*ЦИТИРУЕМЫЙ ОТРЫВОК*:

Еще мне всегда помогает слово, словесное обозначение персонажа. Марию я определила словом «утро». Характер ее правильнее было обозначить как «полдень», но вся эпоха Возрождения — утро жизни. Вот и Мария и все они: выспались за средние века, проснулись, потянулись — и выскочили на яркое солнце и забурлили, заклокотали юностью, здоровьем, силой. Прихотями своей фантазии я ни с кем не делилась. Показы, советы Станиславского оседали во мне, давали всходы, но, если бы я не оставляла себе немножко свободы, — пропала бы. Думаю, нет нужды заверять в моем полном доверии к великим режиссерам. Но такова, вероятно, моя актерская особенность: соглашаясь и выполняя все предложенное, я оставляла себе запасный выход. И эти маленькие тайны были живительны для моей работы на сцене всю жизнь — без них я бы ничего не смогла.
Так же как монашка Пелагея, Мария озарила меня блаженством характерности, но к тому же разбудила во мне комедийность, о которой до тех пор не знали ни я, ни кто другой. Тут помогли и партнеры — они как бы передавали мне веселые заряды нескончаемого озорства. Болеславский недолго, хоть и хорошо, играл сэра Тоби. Но как я любила потом в этой роли Готовцева — он был яркий, колоритный, совсем «ренессансный». Ему бы после такого сэра Тоби Фальстафа сыграть — жаль, что не пришлось. А рядом плутоватый, но подчеркнуто сухой, едкий, скептичный шут — Гейрот. И как посланная самим небом мишень для издевок, как побудитель {163} всех проказ и неукротимого веселья — Мальволио. Талантливый Колин, натерпевшись от Станиславского во время репетиций, в конце концов сыграл превосходно. От ханжества его Мальволио скисало молоко и мир терял цветущие краски, это было ханжество смешное, но наступательное, жестокое.
Следующим, на многие годы, исполнителем этой роли был Чехов. Его мастерство крепло, развивалось активно, ярко, резко. Он быстро перерос всех, начинавших вместе с ним. Поэтому, хоть Колин и был блестящим создателем роли и мизансцены после него остались те же, я лучше помню Чехова. Его Мальволио был почти не человек, а так, комар какой-то, с обтянутыми трико тонкими ножками, — ужалит, исчезнет, возникнет, опять куснет. Он был несказанно глуп и смертельно влюблен. Миша при этом играл мучительный процесс мысли идиота, отражавшийся в дурацки вылупленных глазах самовлюбленного слуги, охваченного страстью к графине. Конечно, было в этом нечто карикатурное, но смелая заостренность сценического рисунка завораживала всех, — наверное, это и была главная из всех «странностей» его таланта, о которых принято говорить.

*КОРОТКОЕ ЗАДАНИЕ*: Напишите, что идет дальше в отрывке о ролях Марии и Мальволио, начав сразу после его последней фразы. Записи — отдельный материал, к отрывку они не относятся.

*ВЫДЕРЖКА ИЗ ДАННЫХ*:
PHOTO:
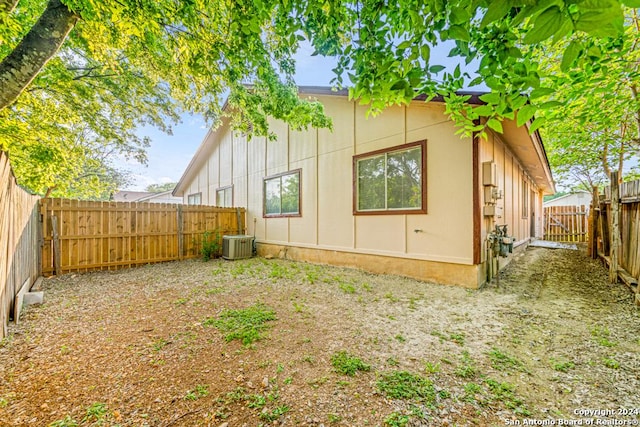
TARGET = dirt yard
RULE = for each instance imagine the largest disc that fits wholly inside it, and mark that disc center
(156, 346)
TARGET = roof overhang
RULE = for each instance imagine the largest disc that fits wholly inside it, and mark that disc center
(528, 148)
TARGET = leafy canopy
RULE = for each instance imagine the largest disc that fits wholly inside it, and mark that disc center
(128, 63)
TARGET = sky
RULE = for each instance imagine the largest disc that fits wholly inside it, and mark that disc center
(169, 155)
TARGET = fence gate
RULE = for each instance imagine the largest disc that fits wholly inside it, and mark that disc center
(565, 223)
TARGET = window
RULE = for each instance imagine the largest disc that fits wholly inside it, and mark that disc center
(282, 194)
(525, 198)
(224, 197)
(194, 199)
(391, 181)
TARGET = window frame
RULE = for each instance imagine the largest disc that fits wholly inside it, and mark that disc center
(423, 179)
(264, 194)
(199, 195)
(225, 188)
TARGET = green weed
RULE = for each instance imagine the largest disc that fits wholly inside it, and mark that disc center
(67, 421)
(405, 385)
(562, 365)
(247, 325)
(468, 368)
(347, 364)
(503, 361)
(611, 363)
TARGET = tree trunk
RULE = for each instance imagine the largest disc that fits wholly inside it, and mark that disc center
(7, 6)
(40, 44)
(614, 249)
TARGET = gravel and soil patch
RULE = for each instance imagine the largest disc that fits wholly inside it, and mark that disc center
(274, 342)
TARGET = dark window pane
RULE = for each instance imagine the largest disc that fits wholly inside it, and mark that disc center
(371, 183)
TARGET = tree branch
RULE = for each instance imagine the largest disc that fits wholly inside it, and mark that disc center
(41, 43)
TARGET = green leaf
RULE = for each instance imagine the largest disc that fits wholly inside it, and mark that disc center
(497, 10)
(542, 91)
(495, 125)
(490, 98)
(545, 25)
(537, 123)
(399, 85)
(458, 32)
(525, 114)
(570, 55)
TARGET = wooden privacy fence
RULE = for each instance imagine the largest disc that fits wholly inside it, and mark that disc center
(565, 223)
(627, 257)
(85, 235)
(19, 242)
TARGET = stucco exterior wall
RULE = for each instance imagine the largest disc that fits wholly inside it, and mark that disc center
(327, 225)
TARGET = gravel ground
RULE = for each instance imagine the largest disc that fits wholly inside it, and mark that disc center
(143, 347)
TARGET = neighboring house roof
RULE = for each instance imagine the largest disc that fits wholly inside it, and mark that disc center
(146, 196)
(572, 199)
(519, 140)
(130, 196)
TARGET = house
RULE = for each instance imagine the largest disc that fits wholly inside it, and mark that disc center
(146, 196)
(398, 193)
(579, 198)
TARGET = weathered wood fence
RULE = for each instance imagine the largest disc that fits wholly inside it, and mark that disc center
(19, 242)
(565, 223)
(627, 256)
(85, 235)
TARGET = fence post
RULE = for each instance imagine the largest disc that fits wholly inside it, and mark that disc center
(615, 228)
(593, 223)
(180, 232)
(56, 245)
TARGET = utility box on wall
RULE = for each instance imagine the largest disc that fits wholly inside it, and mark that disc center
(489, 174)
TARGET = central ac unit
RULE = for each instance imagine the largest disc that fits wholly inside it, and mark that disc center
(237, 247)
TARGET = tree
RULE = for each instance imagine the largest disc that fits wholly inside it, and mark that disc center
(595, 127)
(196, 52)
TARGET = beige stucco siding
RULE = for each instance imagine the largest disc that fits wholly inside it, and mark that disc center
(325, 158)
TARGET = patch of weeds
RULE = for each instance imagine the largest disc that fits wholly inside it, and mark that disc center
(397, 419)
(405, 385)
(601, 334)
(317, 382)
(298, 308)
(562, 365)
(468, 368)
(457, 338)
(67, 421)
(503, 361)
(611, 363)
(348, 364)
(334, 418)
(96, 412)
(505, 393)
(431, 368)
(347, 288)
(247, 325)
(256, 401)
(197, 393)
(159, 344)
(470, 391)
(274, 414)
(390, 297)
(214, 291)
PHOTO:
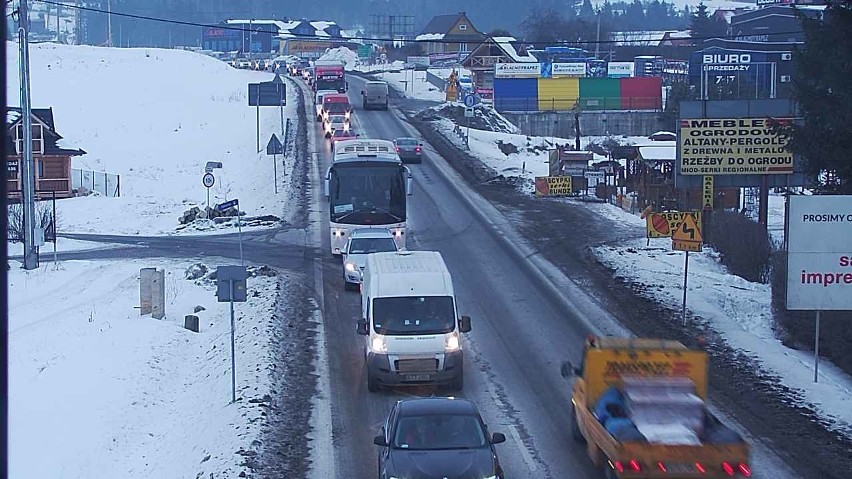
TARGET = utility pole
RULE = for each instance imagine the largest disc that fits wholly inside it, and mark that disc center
(27, 181)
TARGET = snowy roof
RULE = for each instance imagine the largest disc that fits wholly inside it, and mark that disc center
(646, 37)
(429, 36)
(506, 44)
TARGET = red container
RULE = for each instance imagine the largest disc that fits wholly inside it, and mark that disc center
(641, 93)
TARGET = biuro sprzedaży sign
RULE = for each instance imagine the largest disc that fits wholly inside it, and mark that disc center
(733, 146)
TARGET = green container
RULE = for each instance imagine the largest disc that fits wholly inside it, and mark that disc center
(600, 94)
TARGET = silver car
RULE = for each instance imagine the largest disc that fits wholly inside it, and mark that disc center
(409, 149)
(362, 242)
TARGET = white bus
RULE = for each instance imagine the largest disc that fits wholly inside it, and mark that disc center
(367, 186)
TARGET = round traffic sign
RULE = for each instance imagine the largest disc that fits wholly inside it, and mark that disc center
(208, 180)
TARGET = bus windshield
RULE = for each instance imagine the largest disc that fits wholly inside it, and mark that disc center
(367, 194)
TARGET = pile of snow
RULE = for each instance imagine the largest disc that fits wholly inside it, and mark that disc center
(156, 117)
(111, 393)
(740, 311)
(409, 83)
(342, 54)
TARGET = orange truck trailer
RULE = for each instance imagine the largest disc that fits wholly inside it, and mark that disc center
(639, 405)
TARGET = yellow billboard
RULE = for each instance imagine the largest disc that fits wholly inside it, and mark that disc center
(553, 186)
(733, 146)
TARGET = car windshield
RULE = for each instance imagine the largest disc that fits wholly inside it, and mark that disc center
(371, 245)
(439, 431)
(413, 315)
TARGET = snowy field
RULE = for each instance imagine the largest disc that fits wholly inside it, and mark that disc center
(156, 117)
(109, 393)
(739, 310)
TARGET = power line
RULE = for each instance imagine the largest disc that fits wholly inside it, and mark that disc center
(374, 39)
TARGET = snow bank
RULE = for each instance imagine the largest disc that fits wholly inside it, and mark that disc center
(111, 394)
(343, 54)
(156, 117)
(740, 311)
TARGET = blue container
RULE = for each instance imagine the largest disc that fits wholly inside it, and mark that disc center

*ОТВЕТ К ЗАДАНИЮ*:
Перед тем как дать ответ на самый простой вопрос, Мальволио на минуту застывал. Ответив невпопад, но, как ему казалось, исчерпывающе и остроумно, он раздувался от самодовольства и осматривался, рассчитывая увидеть восхищение на лицах. Когда его взгляд натыкался на ехидно посмеивающуюся Марию, он буквально зеленел, наливаясь злобой.
Разбуженный веселящейся бандой бездельников, Мальволио появлялся в ночном колпаке, малиновом халате, надетом на длинную ночную рубашку, со свечой в гневно дрожащей руке. От ярости он не мог заговорить, и эта пауза была так выразительна, что и на сцене и в зале начинался громкий смех. Пошипев секунду, он наконец тявкал: «Тихо!» Когда сэр Тоби вопрошал: «Ты думаешь, что если ты добродетелен, так уж не должно быть ни пирожков, ни пива», Чехов от слов «пирожки», «пиво» начинал мелко дрожать всем телом, выражая отвращение к такой нечестивости. Но каким-то непостижимым образом давал понять, что ему ужасно хочется и пирожка и пива. Выведенные из терпения, мы заталкивали его в бочку. Сидя в ней, он «убивал» нас аристократизмом, достоинством и презрением — все это без слов, только выражением лица, взглядом круглых, бессмысленных глаз.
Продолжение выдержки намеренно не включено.